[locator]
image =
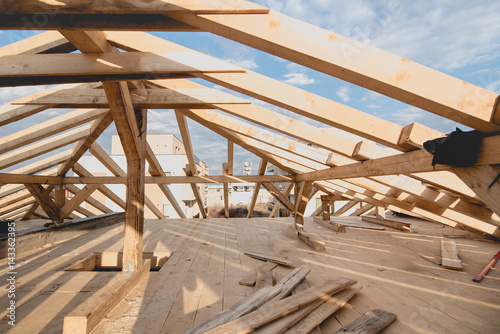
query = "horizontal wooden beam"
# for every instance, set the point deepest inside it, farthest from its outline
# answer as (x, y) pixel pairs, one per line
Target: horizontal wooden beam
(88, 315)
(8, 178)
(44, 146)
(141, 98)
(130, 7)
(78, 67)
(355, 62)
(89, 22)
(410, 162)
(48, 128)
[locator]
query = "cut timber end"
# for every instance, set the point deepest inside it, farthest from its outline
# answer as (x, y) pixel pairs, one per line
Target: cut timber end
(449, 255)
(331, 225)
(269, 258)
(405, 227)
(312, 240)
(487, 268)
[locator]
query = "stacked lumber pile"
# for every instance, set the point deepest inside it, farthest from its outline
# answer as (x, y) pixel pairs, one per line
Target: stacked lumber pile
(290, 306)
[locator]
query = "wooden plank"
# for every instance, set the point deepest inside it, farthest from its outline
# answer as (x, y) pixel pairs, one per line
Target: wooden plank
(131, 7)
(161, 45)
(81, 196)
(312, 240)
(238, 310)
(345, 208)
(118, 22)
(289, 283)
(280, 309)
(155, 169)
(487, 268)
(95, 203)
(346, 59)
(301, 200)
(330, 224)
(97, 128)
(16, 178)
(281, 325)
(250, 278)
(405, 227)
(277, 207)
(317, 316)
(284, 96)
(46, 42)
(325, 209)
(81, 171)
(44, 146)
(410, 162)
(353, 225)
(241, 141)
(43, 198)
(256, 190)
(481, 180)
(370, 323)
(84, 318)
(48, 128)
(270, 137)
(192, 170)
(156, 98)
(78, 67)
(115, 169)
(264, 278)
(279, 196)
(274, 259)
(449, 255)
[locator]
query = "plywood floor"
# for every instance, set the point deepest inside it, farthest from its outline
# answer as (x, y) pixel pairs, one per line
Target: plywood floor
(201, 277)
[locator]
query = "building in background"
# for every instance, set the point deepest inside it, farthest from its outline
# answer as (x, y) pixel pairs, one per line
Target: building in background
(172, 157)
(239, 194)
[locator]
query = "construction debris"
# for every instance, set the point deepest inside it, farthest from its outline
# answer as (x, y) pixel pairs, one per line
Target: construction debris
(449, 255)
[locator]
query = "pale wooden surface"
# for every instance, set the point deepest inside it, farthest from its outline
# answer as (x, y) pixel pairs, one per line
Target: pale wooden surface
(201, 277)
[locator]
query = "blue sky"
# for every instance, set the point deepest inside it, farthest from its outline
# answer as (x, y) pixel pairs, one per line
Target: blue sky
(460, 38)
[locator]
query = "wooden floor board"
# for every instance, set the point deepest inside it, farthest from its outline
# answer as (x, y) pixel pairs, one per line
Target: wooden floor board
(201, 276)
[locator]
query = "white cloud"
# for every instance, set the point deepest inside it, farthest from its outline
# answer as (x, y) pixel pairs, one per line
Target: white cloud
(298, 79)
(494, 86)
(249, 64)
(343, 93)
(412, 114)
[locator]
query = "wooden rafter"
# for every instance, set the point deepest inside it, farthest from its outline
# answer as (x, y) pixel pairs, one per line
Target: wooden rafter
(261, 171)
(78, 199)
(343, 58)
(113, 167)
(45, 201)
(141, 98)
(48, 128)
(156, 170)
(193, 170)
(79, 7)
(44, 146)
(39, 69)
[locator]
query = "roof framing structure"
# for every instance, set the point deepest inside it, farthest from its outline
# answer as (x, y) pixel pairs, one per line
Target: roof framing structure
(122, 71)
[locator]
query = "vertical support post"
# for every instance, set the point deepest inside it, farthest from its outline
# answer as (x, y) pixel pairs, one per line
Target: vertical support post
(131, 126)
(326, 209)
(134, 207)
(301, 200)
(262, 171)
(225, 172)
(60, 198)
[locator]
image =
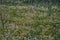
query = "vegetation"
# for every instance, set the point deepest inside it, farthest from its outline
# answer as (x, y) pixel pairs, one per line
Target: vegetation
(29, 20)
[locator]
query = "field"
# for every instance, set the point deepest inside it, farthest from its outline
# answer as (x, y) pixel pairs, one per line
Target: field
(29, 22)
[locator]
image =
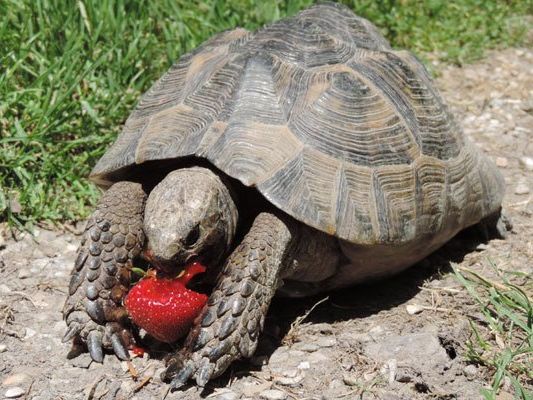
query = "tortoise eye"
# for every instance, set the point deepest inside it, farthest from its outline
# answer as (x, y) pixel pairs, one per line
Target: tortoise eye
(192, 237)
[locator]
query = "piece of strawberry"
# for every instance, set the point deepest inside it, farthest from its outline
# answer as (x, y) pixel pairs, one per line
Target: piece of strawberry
···
Every entry must be reproduced exactly, with the images left out.

RIGHT ANSWER:
[locator]
image =
query = "horizontal wooden beam"
# for every instance, set the point deepest inside it, farthest from its outline
# answer as (x, y) pixel pairs, one per line
Target: horizontal wooden beam
(88, 315)
(8, 178)
(44, 146)
(141, 98)
(130, 7)
(78, 67)
(355, 62)
(89, 22)
(410, 162)
(48, 128)
[locator]
query = "cut timber end"
# for every instance, set the point deepest inside it, farthest from its outline
# answer as (x, y) pixel pairs, one per line
Target: cut timber end
(449, 255)
(331, 225)
(269, 258)
(405, 227)
(312, 240)
(487, 268)
[locator]
query = "stacked lumber pile"
# for every instance, set the point deepest inside it, farthest from its outline
# answer as (x, y) pixel pairs, one per line
Target: stacked lumber pile
(290, 306)
[locator]
query = "wooden plank"
# for every instance, set the point deepest inside it, farthest from its outline
# answer as (x, y) pixel pairs, one per line
Target: wooden plank
(131, 7)
(161, 45)
(81, 196)
(312, 240)
(238, 310)
(345, 208)
(118, 22)
(289, 283)
(280, 309)
(155, 169)
(487, 268)
(95, 203)
(346, 59)
(301, 200)
(330, 224)
(97, 128)
(16, 178)
(281, 325)
(250, 278)
(405, 227)
(277, 207)
(317, 316)
(284, 96)
(46, 42)
(325, 209)
(81, 171)
(44, 146)
(410, 162)
(353, 225)
(241, 141)
(43, 198)
(256, 190)
(481, 180)
(370, 323)
(84, 318)
(48, 128)
(270, 137)
(192, 170)
(156, 98)
(78, 67)
(115, 169)
(264, 278)
(279, 196)
(274, 259)
(449, 255)
[locator]
query = "plywood floor"
# for every instance, set the point deepest inside it, farthest from its outline
# answer as (x, y) pixel pairs, one per line
Target: plywood floor
(201, 277)
[locator]
query = "building in background"
# for every instance, set the point deepest inside it, farthest from its outline
# answer as (x, y) pixel pairs, one per line
Target: building in background
(172, 157)
(239, 194)
[locator]
query = "construction debris"
# for every instance, set the point deepest inside it, farthest from its outline
# answer as (x, y) pixel pairs, one per line
Target: construction debris
(449, 255)
[locator]
query = "pale wooden surface"
# for every instance, set the point deepest inside it, farthest from its outline
# answer as (x, y) pixel pairs, one per line
Target: pale wooden surface
(201, 277)
[locator]
query = "blue sky"
# for every instance, set the point deepest inside it, farthest from its outline
# answer as (x, y) pixel pairs, one per line
Target: blue sky
(460, 38)
[locator]
query = "wooden floor board"
# for every instance, set the point deepest inside it, farthest from its outline
# answer as (x, y) pixel pairs, one per line
Target: wooden floor board
(201, 276)
[locator]
query = "white cloud"
# for every instance, set the point deepest inside it, farthest from its outline
# answer as (x, y) pixel pairs, one per line
Target: white cloud
(298, 79)
(494, 86)
(249, 64)
(343, 93)
(412, 114)
[locator]
query = "wooden rafter"
# for every instance, set the point deepest inside it, farthest from its outline
# answer as (x, y) pixel pairs, one per line
Target: wooden rafter
(261, 171)
(78, 199)
(343, 58)
(113, 167)
(45, 201)
(141, 98)
(48, 128)
(156, 170)
(193, 170)
(79, 7)
(44, 146)
(39, 69)
[locator]
query = "roof framing structure"
# for every instance, set the point deepest inside it, farthest from its outline
# answer as (x, y) pixel pairs, one per line
Target: roof framing structure
(122, 71)
[locator]
query = "vertical support post"
# for every instance, set the point deepest inside it, farthest from its outline
# answer as (x, y) pixel pairs, one per line
Target: vertical support post
(131, 126)
(326, 209)
(134, 207)
(301, 200)
(262, 171)
(225, 172)
(60, 198)
[locator]
image =
query = "vegetation"
# for every instance, set the point deepest inside it, farthest from its outline
# answer as (x, y) pixel pairs, one per line
Target: vegetation
(29, 20)
[locator]
query = "field"
# for every instance, set the point deepest inside it, farthest from its outline
# answer as (x, y) pixel pairs, one per line
Target: field
(29, 22)
[locator]
image =
query = "tortoise eye"
# for every instance, set the point deepest inside it, farthest from its outline
# answer as (x, y) pixel pairs, one per line
Target: tortoise eye
(192, 237)
[locator]
query = "piece of strawberry"
# for every instance, set the point deepest inside it, farthest from its outline
# answer as (x, y) pixel pairs, one per line
Target: piece of strawberry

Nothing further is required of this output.